▸ **Page extract**:
'''

Vajiralongkorn urged the public to “remember and be aware” of the remarks of his father, who died in 2016.

The message comes a few hours before Thais are set to vote in a national election for the first time since the 2014 coup — the twelfth by the army in less than a century.

The king called on the general public, the military, police and civil service to heed the words of his father.

“His majesty is concerned about the stability of the nation, the feelings and happiness of the people,” the statement added.

Thailand is a constitutional monarchy. But the palace holds unassailable powers and is shielded from criticism by a harsh royal defamation law.

The turbulent kingdom remains bitterly divided despite the junta’s pledge to rescue the country from a decade-long treadmill of political instability, protests and coups.

Sunday’s election pits a royalist junta and its allies against the Shinawatras’ polished electoral machine and an unpredictable wave of millennial voters, whose political loyalties are unknown.

Shortly after the king’s statement the top trending hashtag on Thai Twitter was #oldenoughtochooseourselves.

Numbers game

The junta-party, which is proposing army chief turned premier Prayut Chan-O-Cha for civilian prime minister after the polls, is under intense pressure to avoid humiliation today in what is effectively a referendum on its popularity.

Prayut toppled the civilian government of Thaksin’s younger sister Yingluck in 2014.

The army and its allies in the Bangkok elite loathe the Shinawatras, accusing the clan of toxifying Thai politics and society with money, nepotism and graft.

'''

▸ **Excerpted data**:
'''

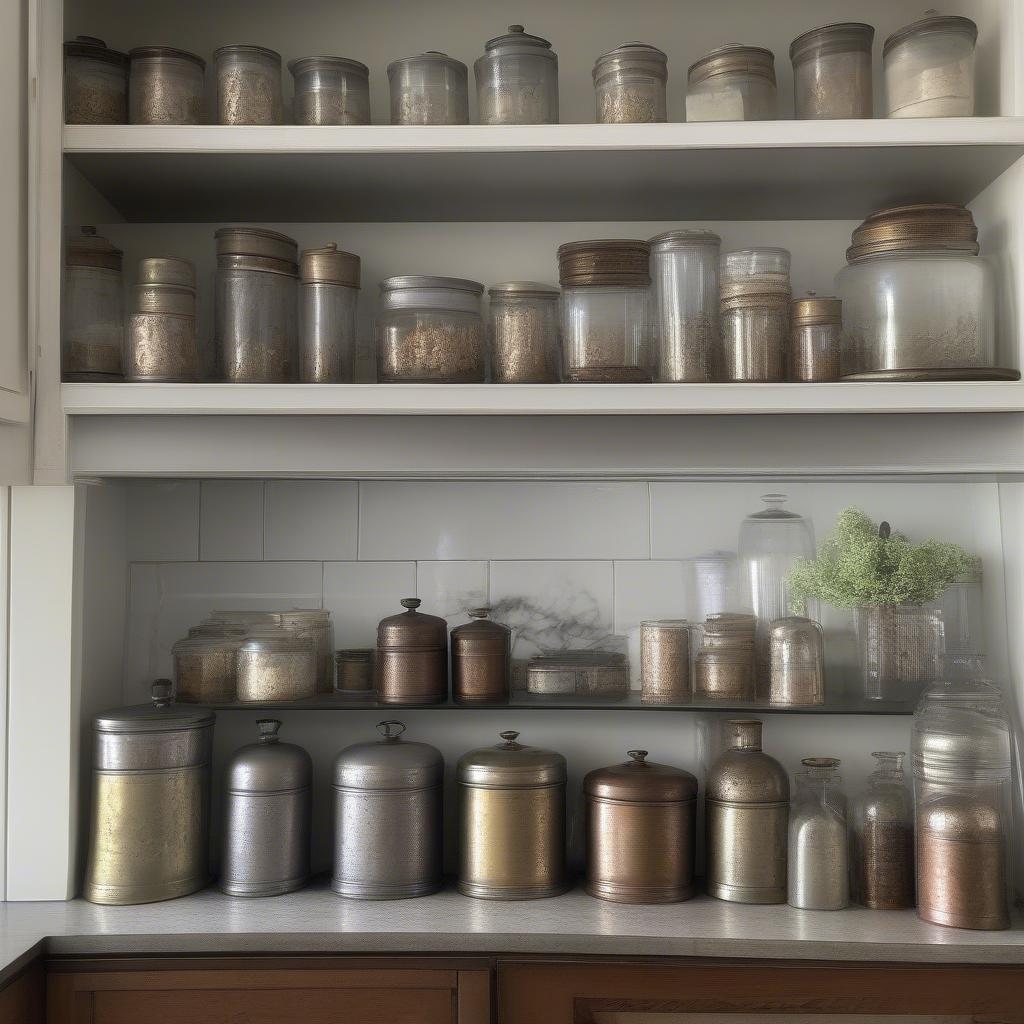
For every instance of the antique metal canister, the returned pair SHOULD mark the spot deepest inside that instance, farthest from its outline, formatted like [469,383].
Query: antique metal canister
[747,811]
[511,821]
[480,659]
[267,816]
[641,827]
[387,818]
[148,836]
[412,656]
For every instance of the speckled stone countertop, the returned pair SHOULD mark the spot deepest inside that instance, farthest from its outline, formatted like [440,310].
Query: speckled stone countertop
[314,921]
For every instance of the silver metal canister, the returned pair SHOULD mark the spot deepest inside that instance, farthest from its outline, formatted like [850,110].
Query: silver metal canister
[150,827]
[267,816]
[387,818]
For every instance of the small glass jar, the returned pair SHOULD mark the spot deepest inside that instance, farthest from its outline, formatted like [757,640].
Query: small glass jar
[248,85]
[832,72]
[929,69]
[517,80]
[523,333]
[430,88]
[95,83]
[330,91]
[630,85]
[732,83]
[167,86]
[429,331]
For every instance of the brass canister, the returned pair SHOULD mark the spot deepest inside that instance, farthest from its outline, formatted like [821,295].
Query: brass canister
[641,826]
[148,835]
[511,821]
[480,658]
[748,809]
[412,656]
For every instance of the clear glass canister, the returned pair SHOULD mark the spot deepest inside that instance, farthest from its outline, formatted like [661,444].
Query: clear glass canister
[95,83]
[429,330]
[630,84]
[517,80]
[167,86]
[929,69]
[330,91]
[430,88]
[832,72]
[248,85]
[685,303]
[732,83]
[523,333]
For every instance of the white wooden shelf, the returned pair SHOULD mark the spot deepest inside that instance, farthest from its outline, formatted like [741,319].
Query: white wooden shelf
[771,170]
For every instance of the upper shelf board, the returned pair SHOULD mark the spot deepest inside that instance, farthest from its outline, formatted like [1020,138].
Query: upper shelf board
[775,170]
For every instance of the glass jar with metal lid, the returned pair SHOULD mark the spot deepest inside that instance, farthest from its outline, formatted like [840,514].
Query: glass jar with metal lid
[412,656]
[92,309]
[429,331]
[95,83]
[929,69]
[150,824]
[248,85]
[523,333]
[267,816]
[387,818]
[511,821]
[331,91]
[429,88]
[629,84]
[732,83]
[832,72]
[517,80]
[167,86]
[641,832]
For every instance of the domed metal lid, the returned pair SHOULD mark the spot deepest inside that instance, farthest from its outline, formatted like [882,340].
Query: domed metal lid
[268,765]
[511,765]
[640,780]
[390,763]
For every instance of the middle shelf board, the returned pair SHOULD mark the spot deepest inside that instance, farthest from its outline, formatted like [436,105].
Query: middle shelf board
[776,170]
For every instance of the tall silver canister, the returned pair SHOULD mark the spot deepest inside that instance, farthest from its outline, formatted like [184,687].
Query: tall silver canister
[387,818]
[267,814]
[150,827]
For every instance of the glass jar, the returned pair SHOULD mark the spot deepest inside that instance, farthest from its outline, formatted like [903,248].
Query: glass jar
[523,333]
[684,303]
[330,91]
[429,331]
[732,83]
[630,84]
[832,72]
[882,839]
[517,80]
[929,69]
[95,83]
[430,88]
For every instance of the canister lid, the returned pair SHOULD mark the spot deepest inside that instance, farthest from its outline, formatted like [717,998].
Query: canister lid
[391,763]
[268,765]
[511,765]
[640,780]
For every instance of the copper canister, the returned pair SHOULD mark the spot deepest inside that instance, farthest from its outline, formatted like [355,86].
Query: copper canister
[511,821]
[641,823]
[412,656]
[480,659]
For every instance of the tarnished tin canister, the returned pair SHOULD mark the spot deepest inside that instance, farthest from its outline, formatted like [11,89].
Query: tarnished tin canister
[480,659]
[641,828]
[412,656]
[511,821]
[148,836]
[387,818]
[267,816]
[747,810]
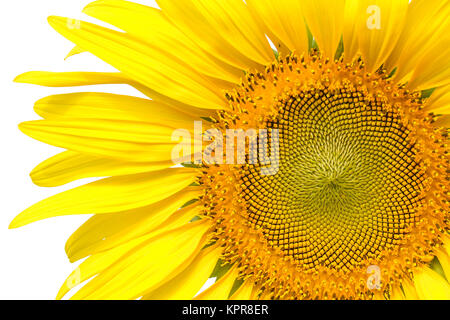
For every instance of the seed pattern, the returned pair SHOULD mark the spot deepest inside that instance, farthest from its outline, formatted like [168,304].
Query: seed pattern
[363,180]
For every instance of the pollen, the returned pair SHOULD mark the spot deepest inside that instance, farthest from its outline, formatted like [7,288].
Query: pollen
[361,181]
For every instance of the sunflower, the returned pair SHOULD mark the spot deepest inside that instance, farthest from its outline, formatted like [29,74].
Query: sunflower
[358,206]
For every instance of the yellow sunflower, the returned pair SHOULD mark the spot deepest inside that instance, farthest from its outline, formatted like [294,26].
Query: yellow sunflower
[358,207]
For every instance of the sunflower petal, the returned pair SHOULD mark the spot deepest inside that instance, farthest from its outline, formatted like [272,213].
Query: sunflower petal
[124,140]
[431,286]
[439,102]
[71,79]
[377,28]
[325,19]
[103,232]
[433,69]
[97,263]
[143,62]
[75,50]
[224,28]
[110,195]
[245,292]
[150,25]
[187,284]
[444,258]
[425,25]
[139,272]
[222,288]
[96,105]
[69,166]
[283,22]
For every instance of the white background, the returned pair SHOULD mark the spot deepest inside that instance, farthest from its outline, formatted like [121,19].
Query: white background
[33,263]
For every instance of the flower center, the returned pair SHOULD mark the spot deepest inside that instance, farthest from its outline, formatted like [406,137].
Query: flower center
[360,185]
[347,184]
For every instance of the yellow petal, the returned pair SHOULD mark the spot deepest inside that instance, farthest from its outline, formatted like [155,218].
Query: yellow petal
[433,69]
[144,63]
[245,292]
[110,195]
[443,121]
[96,105]
[377,28]
[148,266]
[103,232]
[124,140]
[325,19]
[283,21]
[431,286]
[425,25]
[350,36]
[439,102]
[397,294]
[187,284]
[71,79]
[224,28]
[150,25]
[222,288]
[69,166]
[443,256]
[409,291]
[97,263]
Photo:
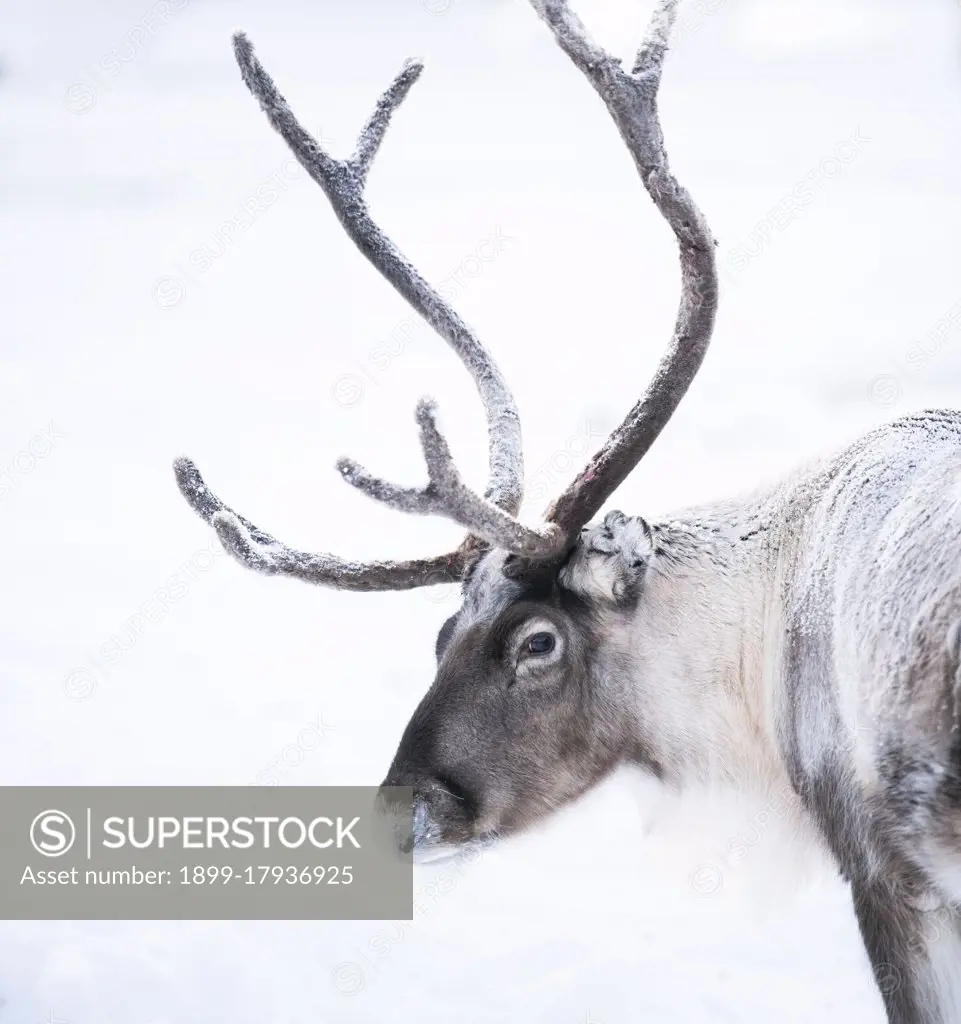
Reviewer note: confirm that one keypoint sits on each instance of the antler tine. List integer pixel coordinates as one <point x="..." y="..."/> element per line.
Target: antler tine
<point x="446" y="495"/>
<point x="342" y="181"/>
<point x="631" y="100"/>
<point x="259" y="551"/>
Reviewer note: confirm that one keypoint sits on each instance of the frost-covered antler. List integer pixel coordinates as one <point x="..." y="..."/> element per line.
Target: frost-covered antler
<point x="631" y="99"/>
<point x="342" y="181"/>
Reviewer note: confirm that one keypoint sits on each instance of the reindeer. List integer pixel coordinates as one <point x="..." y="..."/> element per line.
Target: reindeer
<point x="807" y="637"/>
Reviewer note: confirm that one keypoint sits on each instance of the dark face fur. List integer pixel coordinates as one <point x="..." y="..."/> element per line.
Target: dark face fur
<point x="521" y="716"/>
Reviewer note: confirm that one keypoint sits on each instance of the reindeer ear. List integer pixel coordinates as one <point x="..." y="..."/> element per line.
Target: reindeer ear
<point x="611" y="559"/>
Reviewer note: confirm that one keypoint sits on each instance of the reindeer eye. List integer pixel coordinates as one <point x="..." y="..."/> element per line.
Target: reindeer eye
<point x="541" y="643"/>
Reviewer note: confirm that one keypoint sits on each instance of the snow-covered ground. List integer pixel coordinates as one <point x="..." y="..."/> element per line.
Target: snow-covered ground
<point x="147" y="314"/>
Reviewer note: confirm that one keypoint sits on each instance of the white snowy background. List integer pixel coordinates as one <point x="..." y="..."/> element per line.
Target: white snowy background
<point x="129" y="146"/>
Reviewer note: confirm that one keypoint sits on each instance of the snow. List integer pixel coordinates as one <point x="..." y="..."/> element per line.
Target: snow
<point x="174" y="285"/>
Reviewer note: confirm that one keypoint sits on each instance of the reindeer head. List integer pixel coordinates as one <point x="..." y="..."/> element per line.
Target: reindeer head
<point x="531" y="704"/>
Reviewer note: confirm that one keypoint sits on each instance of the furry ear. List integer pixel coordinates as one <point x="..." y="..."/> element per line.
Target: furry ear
<point x="610" y="560"/>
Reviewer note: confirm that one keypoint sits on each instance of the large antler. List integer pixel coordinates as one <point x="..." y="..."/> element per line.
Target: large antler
<point x="342" y="181"/>
<point x="631" y="99"/>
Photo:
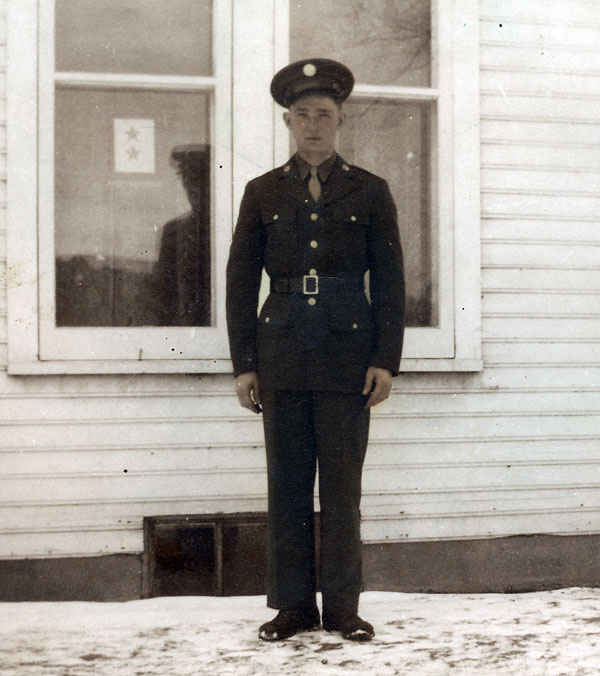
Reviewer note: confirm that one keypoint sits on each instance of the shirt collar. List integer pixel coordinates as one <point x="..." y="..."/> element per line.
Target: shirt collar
<point x="324" y="169"/>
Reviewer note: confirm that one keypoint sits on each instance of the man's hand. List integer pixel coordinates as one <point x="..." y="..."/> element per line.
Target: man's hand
<point x="382" y="379"/>
<point x="248" y="391"/>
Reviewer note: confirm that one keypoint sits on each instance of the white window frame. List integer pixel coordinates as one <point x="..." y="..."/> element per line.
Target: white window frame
<point x="249" y="140"/>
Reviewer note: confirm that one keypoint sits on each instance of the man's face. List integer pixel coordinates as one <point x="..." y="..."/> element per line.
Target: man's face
<point x="314" y="121"/>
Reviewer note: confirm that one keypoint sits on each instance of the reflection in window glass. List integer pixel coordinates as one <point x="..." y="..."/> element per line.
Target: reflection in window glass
<point x="393" y="139"/>
<point x="132" y="208"/>
<point x="381" y="41"/>
<point x="134" y="36"/>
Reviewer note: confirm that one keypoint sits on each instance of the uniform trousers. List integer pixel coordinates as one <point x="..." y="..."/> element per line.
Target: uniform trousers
<point x="303" y="429"/>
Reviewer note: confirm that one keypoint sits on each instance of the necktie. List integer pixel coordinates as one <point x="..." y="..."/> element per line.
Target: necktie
<point x="314" y="186"/>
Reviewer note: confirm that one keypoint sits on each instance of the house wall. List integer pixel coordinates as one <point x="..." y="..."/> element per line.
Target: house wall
<point x="512" y="450"/>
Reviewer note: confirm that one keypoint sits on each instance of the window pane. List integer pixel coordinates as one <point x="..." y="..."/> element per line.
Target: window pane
<point x="134" y="36"/>
<point x="393" y="139"/>
<point x="132" y="209"/>
<point x="381" y="41"/>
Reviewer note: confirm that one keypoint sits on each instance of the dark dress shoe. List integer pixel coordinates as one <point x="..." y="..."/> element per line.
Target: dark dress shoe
<point x="290" y="622"/>
<point x="351" y="627"/>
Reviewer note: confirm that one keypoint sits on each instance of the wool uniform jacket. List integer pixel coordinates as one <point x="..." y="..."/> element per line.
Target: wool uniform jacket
<point x="304" y="340"/>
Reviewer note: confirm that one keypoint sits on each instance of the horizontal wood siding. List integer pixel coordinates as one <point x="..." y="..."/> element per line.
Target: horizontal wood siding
<point x="514" y="449"/>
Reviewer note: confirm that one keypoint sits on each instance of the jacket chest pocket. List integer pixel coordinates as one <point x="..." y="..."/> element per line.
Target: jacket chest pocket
<point x="350" y="223"/>
<point x="280" y="234"/>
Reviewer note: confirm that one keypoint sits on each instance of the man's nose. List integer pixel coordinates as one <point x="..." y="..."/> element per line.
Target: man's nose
<point x="313" y="122"/>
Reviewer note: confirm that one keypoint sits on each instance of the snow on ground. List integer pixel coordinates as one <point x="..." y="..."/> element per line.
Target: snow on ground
<point x="538" y="634"/>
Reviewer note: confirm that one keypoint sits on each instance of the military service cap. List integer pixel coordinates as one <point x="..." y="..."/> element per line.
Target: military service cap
<point x="312" y="75"/>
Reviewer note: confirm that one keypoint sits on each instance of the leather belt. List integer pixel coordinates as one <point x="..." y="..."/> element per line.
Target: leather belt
<point x="311" y="285"/>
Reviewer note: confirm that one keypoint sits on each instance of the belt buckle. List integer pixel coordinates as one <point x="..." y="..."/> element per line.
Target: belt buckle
<point x="311" y="289"/>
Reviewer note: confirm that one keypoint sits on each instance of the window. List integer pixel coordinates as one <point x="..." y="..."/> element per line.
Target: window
<point x="99" y="191"/>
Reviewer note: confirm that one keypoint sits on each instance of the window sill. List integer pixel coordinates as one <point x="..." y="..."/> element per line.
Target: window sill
<point x="201" y="366"/>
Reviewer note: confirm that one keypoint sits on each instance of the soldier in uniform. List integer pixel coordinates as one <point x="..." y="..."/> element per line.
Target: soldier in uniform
<point x="321" y="353"/>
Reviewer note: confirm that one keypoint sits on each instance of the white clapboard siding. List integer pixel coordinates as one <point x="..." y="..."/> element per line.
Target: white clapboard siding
<point x="513" y="449"/>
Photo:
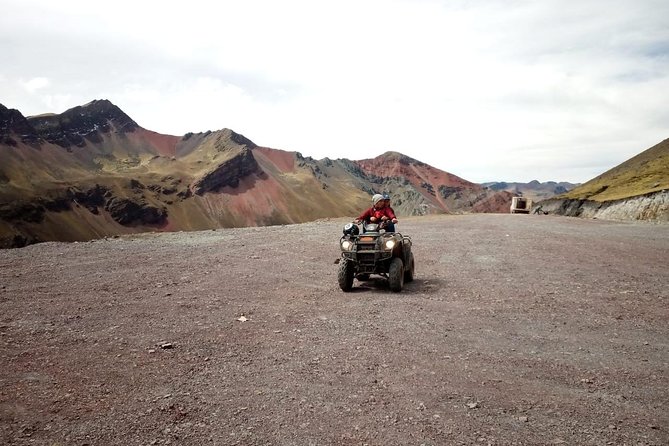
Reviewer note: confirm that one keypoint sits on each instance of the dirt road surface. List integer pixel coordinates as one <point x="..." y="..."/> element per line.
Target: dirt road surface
<point x="518" y="330"/>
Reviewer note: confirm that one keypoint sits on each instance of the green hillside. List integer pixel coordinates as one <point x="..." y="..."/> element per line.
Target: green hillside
<point x="647" y="172"/>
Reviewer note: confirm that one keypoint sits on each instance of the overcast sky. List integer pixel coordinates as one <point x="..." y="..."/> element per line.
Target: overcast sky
<point x="488" y="90"/>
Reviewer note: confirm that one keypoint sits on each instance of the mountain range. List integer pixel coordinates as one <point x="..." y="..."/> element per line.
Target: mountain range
<point x="92" y="172"/>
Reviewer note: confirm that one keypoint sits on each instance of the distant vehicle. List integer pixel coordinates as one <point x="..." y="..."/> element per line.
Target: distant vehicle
<point x="521" y="205"/>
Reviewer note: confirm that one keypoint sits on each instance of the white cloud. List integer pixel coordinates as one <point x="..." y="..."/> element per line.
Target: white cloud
<point x="35" y="84"/>
<point x="486" y="90"/>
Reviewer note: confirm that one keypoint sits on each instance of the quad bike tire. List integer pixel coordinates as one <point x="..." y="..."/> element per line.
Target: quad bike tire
<point x="345" y="275"/>
<point x="409" y="270"/>
<point x="396" y="275"/>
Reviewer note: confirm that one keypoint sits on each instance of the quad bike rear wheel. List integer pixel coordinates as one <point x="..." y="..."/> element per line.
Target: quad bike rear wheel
<point x="396" y="275"/>
<point x="345" y="274"/>
<point x="409" y="270"/>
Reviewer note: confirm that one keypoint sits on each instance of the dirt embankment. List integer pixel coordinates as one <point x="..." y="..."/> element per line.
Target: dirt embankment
<point x="518" y="330"/>
<point x="653" y="207"/>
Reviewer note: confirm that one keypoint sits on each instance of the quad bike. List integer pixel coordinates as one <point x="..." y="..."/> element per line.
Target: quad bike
<point x="375" y="251"/>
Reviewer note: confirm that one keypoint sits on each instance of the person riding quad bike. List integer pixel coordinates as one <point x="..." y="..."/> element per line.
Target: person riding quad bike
<point x="375" y="251"/>
<point x="379" y="213"/>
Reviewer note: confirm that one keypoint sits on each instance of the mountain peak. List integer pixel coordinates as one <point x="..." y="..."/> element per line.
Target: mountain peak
<point x="83" y="122"/>
<point x="12" y="122"/>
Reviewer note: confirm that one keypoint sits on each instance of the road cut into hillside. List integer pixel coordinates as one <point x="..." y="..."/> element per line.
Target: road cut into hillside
<point x="517" y="330"/>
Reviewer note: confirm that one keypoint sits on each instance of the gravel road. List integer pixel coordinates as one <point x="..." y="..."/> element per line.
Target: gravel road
<point x="518" y="330"/>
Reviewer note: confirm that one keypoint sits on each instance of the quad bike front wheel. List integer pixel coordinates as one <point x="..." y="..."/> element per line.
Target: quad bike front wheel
<point x="396" y="275"/>
<point x="345" y="274"/>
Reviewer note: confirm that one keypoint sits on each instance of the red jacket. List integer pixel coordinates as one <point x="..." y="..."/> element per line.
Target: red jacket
<point x="378" y="213"/>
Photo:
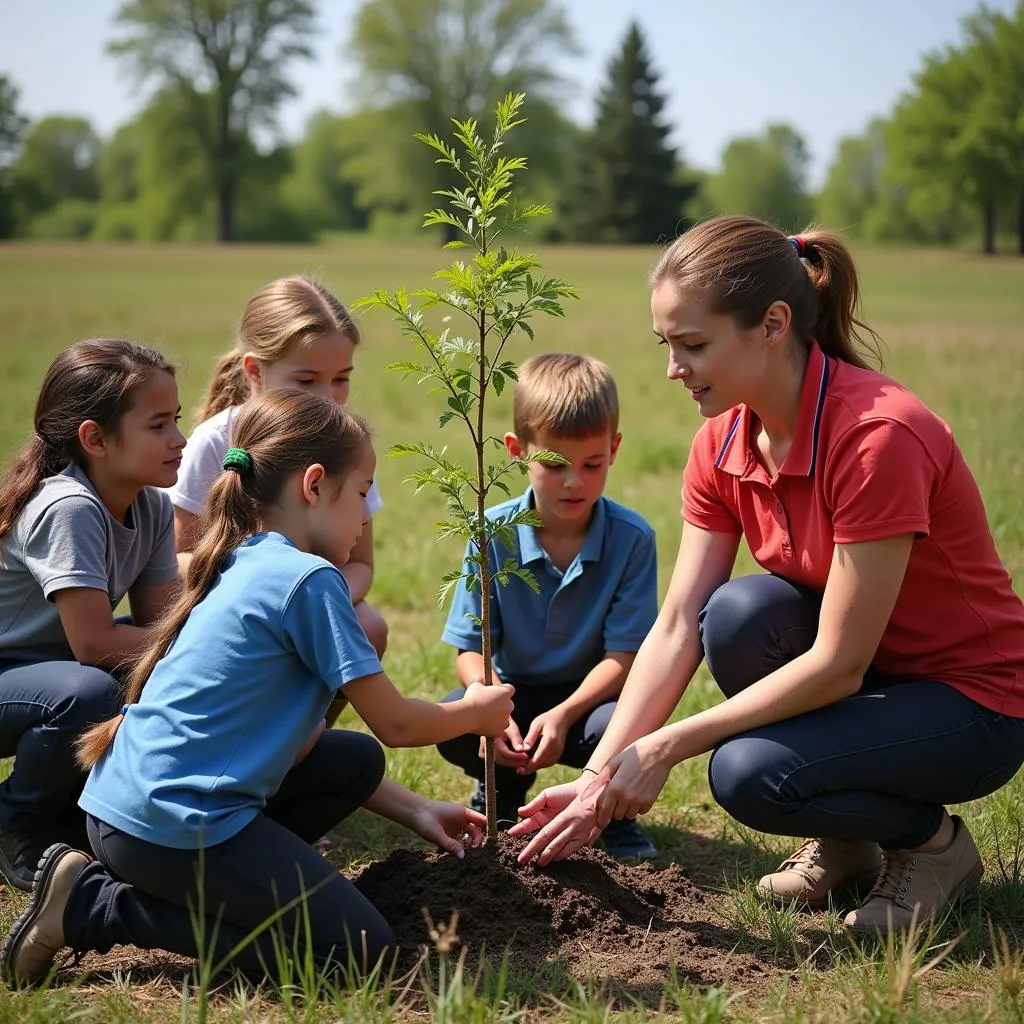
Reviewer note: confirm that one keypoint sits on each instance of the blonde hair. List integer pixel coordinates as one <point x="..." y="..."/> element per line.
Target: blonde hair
<point x="283" y="431"/>
<point x="564" y="395"/>
<point x="286" y="311"/>
<point x="740" y="265"/>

'''

▸ **Short problem 1**: Output the passage of the article on the Thai election from "Numbers game" to "Yingluck in 2014.".
▸ **Short problem 2**:
Answer these questions using the article on the Thai election:
(a) In what year did the king's father die?
(b) What was the top trending hashtag on Thai Twitter shortly after the king's statement?
(c) Whose civilian government did Prayut topple in 2014?

▸ **Full solution 1**:
Numbers game

The junta-party, which is proposing army chief turned premier Prayut Chan-O-Cha for civilian prime minister after the polls, is under intense pressure to avoid humiliation today in what is effectively a referendum on its popularity.

Prayut toppled the civilian government of Thaksin’s younger sister Yingluck in 2014.

▸ **Full solution 2**:
(a) 2016
(b) #oldenoughtochooseourselves
(c) Yingluck's, Thaksin's younger sister